Mid Staffs has become easy shorthand, not only for Mid Staffordshire NHS Foundation Trust, but also for healthcare at its most gruesome.

Its emergency care was so ‘appalling' that up to 1,200 people may have died ‘needlessly', according to a regulator's report. Only the NHS's harshest critics would claim Mid Staffs was typical of the health service as a whole, but equally a summing-up last month of the public inquiry into the trust made clear elements of its failings had been replicated elsewhere, and that ‘the tendency within the Department of Health to view Mid Staffs as an isolated example is dangerous'.

In that context, the results of our survey of 500 GPs, conducted jointly by Pulse and its sister title Practical Commissioning, are worrying. They suggest the standard of NHS hospitals is not nearly as uniformly good as the DH would like to believe.

Most GPs are relatively happy with the overall performance of their local hospital, with 78% willing to recommend it, and 74% willing to use it for themselves and their families.

**Exercise 1:** Copy the part of the Mid Staffs article between "Most GPs are" and "and their families.", inclusive.
**Exercise 2:**
Answer these questions using the Mid Staffs article:
(a) According to the regulator's report, up to how many people may have died needlessly?
(b) How many GPs took part in the survey?
(c) What percentage of GPs would recommend their local hospital?
**Exercise 3:** List every number written in digits in the Mid Staffs article.
The material after the Mid Staffs article is separate from it.

**Excerpted records:**

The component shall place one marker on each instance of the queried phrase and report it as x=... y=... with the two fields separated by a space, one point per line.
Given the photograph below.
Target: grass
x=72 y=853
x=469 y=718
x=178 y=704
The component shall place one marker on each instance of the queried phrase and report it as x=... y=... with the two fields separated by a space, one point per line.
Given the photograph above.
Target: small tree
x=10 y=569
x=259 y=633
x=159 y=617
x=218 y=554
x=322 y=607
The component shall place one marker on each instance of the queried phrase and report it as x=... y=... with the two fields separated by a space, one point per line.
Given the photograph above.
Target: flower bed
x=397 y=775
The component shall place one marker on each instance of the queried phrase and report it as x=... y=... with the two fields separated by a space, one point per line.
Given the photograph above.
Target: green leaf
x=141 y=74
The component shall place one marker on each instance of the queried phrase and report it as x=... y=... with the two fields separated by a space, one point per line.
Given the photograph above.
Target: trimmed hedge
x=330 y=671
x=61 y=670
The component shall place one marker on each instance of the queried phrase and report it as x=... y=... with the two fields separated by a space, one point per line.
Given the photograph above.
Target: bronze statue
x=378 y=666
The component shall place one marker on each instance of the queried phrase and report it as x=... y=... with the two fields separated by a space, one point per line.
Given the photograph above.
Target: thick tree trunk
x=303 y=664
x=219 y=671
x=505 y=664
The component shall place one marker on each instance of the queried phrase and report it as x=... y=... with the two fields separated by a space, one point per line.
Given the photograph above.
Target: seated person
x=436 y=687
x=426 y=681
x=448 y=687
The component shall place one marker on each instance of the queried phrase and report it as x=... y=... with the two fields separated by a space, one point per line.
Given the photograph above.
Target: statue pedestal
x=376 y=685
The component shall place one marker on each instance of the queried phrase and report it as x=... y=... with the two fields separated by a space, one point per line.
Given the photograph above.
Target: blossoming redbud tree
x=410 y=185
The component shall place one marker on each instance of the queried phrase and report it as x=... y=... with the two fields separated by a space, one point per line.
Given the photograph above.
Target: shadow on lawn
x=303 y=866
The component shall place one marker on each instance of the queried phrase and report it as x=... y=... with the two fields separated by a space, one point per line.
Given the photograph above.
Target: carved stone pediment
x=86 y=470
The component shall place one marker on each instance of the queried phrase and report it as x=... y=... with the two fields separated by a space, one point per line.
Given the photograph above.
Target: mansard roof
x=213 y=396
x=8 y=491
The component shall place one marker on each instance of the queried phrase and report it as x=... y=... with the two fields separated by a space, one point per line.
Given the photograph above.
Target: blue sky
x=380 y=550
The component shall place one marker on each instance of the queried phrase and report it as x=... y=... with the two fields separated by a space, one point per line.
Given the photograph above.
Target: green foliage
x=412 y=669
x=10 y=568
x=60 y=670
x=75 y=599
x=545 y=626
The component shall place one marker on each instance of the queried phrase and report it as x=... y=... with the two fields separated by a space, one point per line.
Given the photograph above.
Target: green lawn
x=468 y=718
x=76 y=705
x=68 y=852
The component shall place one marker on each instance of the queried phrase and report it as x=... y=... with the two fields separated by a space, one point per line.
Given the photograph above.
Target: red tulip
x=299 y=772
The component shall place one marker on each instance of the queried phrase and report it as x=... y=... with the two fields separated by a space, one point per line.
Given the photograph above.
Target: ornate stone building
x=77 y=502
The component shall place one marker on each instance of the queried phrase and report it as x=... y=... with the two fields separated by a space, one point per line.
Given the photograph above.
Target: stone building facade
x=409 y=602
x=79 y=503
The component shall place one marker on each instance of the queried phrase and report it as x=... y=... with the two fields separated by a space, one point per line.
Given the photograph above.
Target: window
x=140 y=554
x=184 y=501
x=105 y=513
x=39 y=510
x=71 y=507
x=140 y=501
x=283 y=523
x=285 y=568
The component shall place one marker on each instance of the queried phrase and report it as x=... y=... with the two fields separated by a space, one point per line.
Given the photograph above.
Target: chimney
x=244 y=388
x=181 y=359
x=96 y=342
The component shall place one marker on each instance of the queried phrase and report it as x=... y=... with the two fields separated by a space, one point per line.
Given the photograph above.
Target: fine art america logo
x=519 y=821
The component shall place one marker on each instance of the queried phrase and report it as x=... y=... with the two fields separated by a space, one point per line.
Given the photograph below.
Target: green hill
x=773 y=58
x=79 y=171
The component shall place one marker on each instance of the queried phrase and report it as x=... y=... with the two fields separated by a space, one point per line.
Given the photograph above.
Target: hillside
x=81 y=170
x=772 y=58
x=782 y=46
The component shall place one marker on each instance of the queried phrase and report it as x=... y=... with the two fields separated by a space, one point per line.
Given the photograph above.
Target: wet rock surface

**Task response 1:**
Most GPs are relatively happy with the overall performance of their local hospital, with 78% willing to recommend it, and 74% willing to use it for themselves and their families.

**Task response 2:**
(a) Up to 1,200 people.
(b) 500 GPs.
(c) 78%.

**Task response 3:**
1,200
500
78%
74%